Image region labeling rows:
○ ○ ○

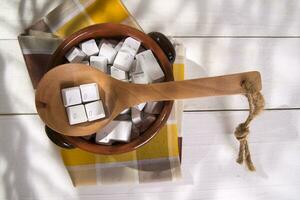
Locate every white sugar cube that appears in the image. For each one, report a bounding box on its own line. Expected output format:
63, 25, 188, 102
98, 39, 118, 49
84, 101, 105, 122
131, 107, 143, 124
90, 56, 107, 73
115, 41, 124, 51
61, 87, 82, 107
120, 37, 141, 56
138, 114, 156, 132
144, 102, 163, 114
67, 105, 87, 125
79, 83, 100, 102
120, 108, 130, 115
79, 39, 99, 56
114, 51, 134, 72
109, 121, 132, 142
136, 50, 165, 82
129, 59, 144, 75
110, 66, 128, 80
81, 60, 90, 65
130, 124, 140, 140
95, 132, 112, 145
131, 73, 150, 84
65, 47, 86, 63
99, 43, 117, 64
135, 103, 147, 111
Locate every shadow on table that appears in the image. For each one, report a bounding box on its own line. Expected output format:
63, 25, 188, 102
0, 0, 74, 200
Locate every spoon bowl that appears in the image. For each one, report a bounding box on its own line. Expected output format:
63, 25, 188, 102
35, 64, 261, 136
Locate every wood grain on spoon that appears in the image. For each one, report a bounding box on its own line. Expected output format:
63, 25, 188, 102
35, 64, 261, 136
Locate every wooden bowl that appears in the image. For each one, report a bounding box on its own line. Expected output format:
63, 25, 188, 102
50, 23, 174, 154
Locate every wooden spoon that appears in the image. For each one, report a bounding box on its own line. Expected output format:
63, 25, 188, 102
35, 64, 261, 136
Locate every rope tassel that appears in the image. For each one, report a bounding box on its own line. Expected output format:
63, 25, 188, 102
234, 80, 265, 171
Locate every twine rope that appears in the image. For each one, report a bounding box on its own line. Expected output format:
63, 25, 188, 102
234, 80, 265, 171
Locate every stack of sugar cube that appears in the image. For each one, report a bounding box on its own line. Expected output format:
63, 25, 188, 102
61, 83, 105, 125
65, 37, 165, 145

○ ○ ○

Starting at the line containing "Locate every rope" and ending at the last of the rows, write those lines out again with "twine rope" replaced by "jute rope". Change nothing else.

Locate every rope tassel that appears in the image. For each one, report a bounding box on its own line. Expected output format:
63, 25, 188, 102
234, 80, 265, 171
Locate every jute rope that appears in the image. For each one, report a bounding box on its own line. Expected output format:
63, 25, 188, 102
234, 80, 265, 171
Locate every stack of sugar cube that appears in the image. For each one, report a bounding box on its own line. Expected output format:
63, 25, 188, 102
61, 83, 105, 125
65, 37, 165, 145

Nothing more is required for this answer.